● Raw data
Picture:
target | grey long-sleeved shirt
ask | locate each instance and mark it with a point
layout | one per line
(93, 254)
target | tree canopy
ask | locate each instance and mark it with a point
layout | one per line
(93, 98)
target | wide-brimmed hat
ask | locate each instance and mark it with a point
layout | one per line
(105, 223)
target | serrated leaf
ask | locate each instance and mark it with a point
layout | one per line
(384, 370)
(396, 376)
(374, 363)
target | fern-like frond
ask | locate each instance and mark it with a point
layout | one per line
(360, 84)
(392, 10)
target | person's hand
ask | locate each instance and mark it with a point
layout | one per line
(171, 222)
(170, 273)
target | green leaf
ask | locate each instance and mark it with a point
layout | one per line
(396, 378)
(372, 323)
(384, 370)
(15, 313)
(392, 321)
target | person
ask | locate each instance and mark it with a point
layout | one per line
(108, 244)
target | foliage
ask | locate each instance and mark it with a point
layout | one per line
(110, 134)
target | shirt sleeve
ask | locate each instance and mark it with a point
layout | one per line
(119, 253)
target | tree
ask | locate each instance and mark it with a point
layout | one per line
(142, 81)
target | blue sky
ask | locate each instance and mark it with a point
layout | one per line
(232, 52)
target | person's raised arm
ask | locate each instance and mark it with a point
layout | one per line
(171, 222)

● Exercise
Reproduce every one of the lines above, word for word and in the same order.

● Solution for this exercise
Picture:
target | grey long-sleeved shirt
ask | locate each instance and mark it with a point
layout | one per line
(93, 254)
target | tree canopy
ask | locate each instance and mark it with a point
layout | one per line
(93, 98)
target | wide-brimmed hat
ask | locate each instance and mark it with a point
layout | one per line
(105, 223)
target | serrated leaf
ask | locate each instance and mark it with a point
layout | one per line
(384, 370)
(396, 376)
(374, 363)
target | fern-like frond
ask | locate each instance and mark it with a point
layout | one per line
(360, 84)
(392, 10)
target | person's hand
ask | locate each instance and mark it with a point
layout | one per line
(171, 222)
(170, 273)
target | green leaf
ask | locate each instance and mark it with a point
layout | one per line
(396, 378)
(372, 323)
(384, 370)
(15, 313)
(392, 321)
target | person
ask | locate each instance and mark it with a point
layout | one per line
(108, 244)
target | foliage
ask | locate each instance and mark it with a point
layout | one per line
(110, 134)
target | shirt sleeve
ask | locate each instance and mark it with a point
layout | one per line
(119, 253)
target | tree
ask | locate each instance and mark it with a point
layout | one per line
(142, 81)
target | blue sky
ask | locate each instance and mark it with a point
layout | one per line
(232, 52)
target | person's raised arm
ask | locate each instance and mark it with a point
layout | one per line
(171, 222)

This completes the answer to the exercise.